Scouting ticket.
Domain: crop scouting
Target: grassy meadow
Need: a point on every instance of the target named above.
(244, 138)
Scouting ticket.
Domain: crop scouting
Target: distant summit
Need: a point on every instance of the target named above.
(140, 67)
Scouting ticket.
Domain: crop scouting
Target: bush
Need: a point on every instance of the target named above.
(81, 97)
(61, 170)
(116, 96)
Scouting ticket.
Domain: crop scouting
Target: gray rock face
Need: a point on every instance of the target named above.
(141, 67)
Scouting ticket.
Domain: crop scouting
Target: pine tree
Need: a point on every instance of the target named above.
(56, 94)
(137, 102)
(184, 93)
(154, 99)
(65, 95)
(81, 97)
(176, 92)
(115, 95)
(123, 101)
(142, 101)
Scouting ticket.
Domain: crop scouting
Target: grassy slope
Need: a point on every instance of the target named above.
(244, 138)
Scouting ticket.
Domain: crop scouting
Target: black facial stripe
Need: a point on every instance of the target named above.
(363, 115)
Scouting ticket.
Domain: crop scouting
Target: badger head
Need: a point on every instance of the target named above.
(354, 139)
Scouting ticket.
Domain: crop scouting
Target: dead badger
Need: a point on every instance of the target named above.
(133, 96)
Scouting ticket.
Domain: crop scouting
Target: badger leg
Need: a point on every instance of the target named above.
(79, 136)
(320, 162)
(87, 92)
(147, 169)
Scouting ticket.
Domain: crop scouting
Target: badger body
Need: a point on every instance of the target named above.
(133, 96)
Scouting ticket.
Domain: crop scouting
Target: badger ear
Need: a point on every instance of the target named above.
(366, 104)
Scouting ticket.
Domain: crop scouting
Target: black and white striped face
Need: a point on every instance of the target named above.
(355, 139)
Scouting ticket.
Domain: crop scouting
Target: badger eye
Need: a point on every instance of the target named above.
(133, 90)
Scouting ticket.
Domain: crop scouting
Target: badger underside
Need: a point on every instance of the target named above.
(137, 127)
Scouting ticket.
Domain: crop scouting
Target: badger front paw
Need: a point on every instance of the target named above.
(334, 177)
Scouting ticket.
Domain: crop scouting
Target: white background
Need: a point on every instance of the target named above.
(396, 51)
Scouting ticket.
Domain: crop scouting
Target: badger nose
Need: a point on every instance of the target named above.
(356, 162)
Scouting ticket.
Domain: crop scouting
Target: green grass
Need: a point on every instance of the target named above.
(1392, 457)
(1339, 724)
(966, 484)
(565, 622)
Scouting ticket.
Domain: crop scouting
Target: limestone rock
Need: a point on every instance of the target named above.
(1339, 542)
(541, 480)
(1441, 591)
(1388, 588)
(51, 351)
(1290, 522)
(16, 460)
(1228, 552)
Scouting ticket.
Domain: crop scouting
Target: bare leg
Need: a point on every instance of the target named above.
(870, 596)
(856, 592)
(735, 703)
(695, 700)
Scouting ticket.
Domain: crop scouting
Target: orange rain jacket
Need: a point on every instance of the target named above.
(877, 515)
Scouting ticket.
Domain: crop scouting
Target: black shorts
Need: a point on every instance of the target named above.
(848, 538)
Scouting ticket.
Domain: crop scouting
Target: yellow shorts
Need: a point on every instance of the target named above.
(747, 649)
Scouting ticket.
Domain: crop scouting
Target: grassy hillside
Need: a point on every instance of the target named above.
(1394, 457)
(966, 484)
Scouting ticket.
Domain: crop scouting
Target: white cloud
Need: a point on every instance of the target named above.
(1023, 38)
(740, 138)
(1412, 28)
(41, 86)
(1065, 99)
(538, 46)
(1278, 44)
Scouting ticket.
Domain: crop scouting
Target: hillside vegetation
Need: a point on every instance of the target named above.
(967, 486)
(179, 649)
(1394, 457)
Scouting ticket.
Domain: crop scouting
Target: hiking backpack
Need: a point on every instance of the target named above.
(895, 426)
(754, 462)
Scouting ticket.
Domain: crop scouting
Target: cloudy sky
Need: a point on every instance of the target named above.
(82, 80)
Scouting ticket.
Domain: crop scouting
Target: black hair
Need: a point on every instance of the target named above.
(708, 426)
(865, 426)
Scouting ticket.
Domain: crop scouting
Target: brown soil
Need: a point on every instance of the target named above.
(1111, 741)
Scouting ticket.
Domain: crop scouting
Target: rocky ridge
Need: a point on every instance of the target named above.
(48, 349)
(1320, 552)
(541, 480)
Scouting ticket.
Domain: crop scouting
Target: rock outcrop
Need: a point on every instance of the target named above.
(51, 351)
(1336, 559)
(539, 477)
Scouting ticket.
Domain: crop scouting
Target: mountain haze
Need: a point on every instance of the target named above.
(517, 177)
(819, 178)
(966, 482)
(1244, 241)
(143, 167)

EXERCISE INSTRUCTIONS: Take every line from the listing above that includes the word "hillside" and copy it.

WORKED SOLUTION:
Target: grassy hillside
Target: hillside vegetation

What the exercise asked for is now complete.